[Named-object pointing items]
** begin **

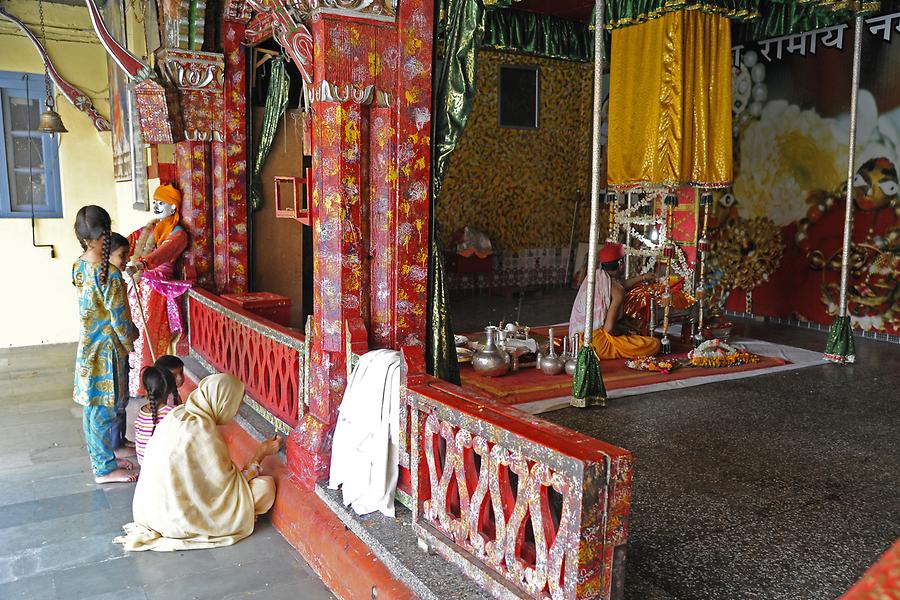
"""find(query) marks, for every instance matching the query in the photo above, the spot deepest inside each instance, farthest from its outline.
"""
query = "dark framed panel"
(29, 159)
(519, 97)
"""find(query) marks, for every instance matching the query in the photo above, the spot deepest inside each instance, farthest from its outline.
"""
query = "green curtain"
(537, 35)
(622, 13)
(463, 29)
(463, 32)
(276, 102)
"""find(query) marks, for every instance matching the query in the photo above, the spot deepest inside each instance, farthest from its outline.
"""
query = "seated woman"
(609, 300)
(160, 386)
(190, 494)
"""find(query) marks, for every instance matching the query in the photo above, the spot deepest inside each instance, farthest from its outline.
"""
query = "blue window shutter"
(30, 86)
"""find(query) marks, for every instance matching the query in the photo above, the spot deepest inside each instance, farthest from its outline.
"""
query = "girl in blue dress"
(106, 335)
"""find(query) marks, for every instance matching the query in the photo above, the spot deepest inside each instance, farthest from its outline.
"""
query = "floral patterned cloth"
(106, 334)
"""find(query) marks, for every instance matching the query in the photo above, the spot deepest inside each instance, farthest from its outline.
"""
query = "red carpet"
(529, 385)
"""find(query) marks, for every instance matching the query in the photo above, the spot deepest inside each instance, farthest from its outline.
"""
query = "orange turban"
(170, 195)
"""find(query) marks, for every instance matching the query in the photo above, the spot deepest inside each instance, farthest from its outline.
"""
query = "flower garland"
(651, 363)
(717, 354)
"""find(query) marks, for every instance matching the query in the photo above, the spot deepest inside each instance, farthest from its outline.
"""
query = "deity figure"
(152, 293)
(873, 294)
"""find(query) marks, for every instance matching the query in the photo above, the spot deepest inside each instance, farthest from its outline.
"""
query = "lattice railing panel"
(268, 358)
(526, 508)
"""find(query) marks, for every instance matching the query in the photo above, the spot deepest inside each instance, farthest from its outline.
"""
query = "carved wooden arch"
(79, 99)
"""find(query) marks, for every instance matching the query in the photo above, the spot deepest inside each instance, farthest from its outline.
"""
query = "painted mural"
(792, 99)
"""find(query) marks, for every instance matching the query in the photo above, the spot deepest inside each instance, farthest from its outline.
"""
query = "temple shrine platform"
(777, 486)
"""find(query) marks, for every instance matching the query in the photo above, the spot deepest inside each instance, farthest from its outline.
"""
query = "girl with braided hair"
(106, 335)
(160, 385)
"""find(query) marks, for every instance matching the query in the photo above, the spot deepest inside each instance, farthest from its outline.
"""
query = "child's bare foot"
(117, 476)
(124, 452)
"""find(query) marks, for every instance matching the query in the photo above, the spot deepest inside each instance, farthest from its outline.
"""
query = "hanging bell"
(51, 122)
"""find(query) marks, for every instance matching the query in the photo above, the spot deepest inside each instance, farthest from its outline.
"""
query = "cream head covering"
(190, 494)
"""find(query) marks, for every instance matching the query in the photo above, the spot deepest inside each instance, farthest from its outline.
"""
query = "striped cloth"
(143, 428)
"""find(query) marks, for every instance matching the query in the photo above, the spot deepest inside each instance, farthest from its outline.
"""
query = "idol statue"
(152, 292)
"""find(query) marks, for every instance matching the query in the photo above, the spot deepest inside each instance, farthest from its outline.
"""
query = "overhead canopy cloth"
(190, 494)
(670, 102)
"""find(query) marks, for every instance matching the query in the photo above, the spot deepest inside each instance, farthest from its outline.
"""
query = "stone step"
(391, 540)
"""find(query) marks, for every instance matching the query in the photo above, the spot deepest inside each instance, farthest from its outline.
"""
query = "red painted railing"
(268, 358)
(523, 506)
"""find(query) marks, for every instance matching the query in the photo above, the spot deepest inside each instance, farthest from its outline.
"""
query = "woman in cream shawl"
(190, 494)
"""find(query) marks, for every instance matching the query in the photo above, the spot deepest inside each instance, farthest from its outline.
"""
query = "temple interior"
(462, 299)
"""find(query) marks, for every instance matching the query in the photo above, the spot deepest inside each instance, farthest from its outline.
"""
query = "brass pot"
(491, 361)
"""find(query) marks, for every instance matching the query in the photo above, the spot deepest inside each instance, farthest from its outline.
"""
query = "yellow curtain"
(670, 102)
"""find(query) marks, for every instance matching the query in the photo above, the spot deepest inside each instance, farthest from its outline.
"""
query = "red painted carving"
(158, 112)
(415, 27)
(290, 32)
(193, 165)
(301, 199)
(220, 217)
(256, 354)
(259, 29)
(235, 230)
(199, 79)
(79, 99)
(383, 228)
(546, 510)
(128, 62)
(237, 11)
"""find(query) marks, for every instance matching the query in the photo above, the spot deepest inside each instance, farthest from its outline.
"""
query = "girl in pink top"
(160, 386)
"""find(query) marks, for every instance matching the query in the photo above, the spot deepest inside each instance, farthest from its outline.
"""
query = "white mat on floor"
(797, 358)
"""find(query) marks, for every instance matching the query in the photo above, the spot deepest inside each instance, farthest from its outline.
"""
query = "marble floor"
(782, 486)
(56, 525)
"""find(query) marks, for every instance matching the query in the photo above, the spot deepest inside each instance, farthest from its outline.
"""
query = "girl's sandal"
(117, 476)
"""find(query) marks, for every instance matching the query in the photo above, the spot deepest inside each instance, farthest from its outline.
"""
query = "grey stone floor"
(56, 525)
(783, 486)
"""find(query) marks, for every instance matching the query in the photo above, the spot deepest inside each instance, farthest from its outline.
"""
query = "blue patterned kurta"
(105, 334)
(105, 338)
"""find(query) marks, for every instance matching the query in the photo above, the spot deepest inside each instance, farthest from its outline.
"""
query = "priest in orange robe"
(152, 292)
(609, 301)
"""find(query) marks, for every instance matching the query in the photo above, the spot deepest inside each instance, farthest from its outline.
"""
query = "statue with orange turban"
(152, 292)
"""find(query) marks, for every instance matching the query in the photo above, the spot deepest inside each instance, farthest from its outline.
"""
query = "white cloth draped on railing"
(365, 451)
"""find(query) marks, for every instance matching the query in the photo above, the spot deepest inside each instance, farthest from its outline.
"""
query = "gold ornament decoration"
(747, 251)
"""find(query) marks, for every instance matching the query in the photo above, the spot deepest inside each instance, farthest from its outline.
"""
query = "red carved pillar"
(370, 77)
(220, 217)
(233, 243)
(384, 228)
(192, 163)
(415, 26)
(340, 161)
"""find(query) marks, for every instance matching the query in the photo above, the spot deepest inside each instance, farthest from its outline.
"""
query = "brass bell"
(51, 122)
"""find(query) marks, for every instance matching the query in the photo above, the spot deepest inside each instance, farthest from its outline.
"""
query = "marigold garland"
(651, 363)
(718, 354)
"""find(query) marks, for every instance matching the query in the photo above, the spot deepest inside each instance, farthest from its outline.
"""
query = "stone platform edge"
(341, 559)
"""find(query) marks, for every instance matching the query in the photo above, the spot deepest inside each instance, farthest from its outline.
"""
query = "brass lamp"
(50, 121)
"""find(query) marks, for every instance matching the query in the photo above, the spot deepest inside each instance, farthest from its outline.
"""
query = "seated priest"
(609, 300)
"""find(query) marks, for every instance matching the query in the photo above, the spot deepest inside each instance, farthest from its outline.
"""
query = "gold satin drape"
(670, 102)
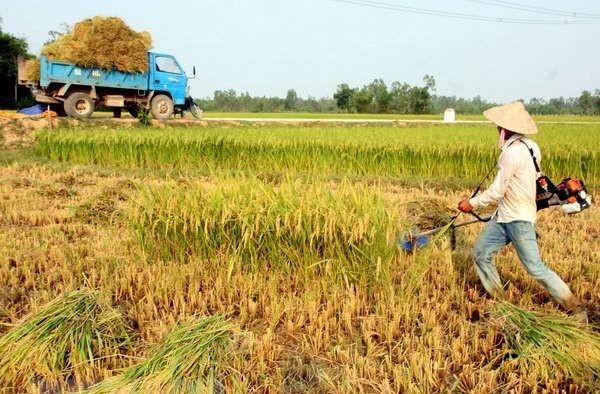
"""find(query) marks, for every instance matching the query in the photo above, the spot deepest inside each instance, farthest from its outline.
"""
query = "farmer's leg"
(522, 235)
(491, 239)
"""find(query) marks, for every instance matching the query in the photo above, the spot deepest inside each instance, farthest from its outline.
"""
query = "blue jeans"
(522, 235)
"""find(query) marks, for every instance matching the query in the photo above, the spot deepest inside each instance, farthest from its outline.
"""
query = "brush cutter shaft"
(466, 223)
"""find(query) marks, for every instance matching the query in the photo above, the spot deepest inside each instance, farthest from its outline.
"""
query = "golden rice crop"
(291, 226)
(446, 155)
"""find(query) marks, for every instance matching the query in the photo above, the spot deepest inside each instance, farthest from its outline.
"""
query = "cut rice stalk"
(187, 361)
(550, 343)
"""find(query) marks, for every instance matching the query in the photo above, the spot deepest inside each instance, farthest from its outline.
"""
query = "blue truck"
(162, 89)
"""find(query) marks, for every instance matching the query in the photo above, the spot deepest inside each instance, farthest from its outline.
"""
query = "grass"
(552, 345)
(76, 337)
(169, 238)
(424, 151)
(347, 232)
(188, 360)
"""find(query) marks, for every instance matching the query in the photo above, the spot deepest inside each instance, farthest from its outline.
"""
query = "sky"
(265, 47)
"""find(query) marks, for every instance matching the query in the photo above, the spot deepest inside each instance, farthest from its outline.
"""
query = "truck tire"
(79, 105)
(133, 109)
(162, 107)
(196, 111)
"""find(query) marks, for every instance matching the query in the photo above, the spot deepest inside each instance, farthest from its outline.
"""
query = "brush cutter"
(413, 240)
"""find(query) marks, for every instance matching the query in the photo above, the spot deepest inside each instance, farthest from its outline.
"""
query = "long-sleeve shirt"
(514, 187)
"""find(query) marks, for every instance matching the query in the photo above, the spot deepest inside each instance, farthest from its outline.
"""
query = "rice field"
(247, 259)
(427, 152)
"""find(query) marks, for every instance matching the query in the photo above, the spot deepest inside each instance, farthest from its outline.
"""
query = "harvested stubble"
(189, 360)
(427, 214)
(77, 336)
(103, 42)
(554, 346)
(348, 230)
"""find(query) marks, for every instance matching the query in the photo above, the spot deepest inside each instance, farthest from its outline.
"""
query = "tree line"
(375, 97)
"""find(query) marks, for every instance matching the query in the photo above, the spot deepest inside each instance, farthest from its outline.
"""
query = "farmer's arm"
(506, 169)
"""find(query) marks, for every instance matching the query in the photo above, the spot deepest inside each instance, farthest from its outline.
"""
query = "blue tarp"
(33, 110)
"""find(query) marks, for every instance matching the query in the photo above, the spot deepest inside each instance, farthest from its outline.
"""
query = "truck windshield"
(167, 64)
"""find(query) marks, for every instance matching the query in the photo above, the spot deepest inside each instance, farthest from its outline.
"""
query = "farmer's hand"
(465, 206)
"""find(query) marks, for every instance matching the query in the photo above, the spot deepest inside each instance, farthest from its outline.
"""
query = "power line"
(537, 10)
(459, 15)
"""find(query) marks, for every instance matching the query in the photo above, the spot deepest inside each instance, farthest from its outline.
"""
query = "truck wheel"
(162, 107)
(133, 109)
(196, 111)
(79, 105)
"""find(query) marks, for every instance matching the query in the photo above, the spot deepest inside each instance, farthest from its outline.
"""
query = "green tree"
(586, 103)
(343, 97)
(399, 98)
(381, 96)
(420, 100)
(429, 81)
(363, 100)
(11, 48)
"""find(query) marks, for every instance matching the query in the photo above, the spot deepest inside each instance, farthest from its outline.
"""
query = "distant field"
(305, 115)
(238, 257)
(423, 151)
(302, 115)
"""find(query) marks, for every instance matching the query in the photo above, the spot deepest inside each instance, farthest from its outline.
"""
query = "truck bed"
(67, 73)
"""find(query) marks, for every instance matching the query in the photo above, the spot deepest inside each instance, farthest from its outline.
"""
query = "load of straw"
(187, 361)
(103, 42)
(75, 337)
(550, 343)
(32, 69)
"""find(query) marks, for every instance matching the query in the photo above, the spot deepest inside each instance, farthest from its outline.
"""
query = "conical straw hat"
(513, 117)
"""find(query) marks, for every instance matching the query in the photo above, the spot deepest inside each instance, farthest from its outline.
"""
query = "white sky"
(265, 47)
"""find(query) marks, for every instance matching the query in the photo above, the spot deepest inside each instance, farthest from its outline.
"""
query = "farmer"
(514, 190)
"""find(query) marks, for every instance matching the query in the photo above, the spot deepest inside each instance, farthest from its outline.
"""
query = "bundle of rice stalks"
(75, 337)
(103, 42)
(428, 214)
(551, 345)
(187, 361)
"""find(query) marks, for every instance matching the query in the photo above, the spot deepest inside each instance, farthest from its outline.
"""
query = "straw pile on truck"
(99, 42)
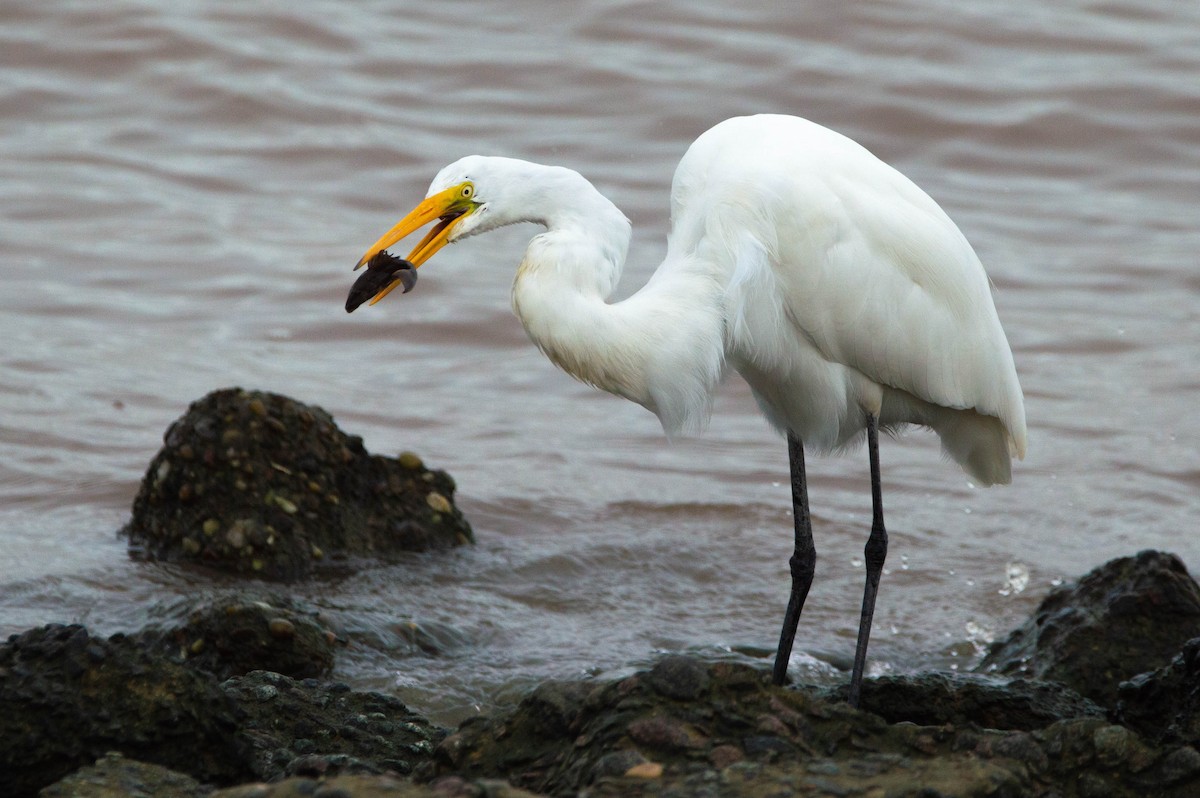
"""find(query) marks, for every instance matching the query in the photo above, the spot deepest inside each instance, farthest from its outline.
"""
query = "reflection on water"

** end **

> **DIRECTIVE**:
Report every line of the items that contains the word "blue", copying each such line in full.

> **WORKED SOLUTION**:
query = "blue window shutter"
query = "girl in blue dress"
query = "blue patterned kurta"
query = "blue jeans"
query = "blue truck"
query = "blue tarp"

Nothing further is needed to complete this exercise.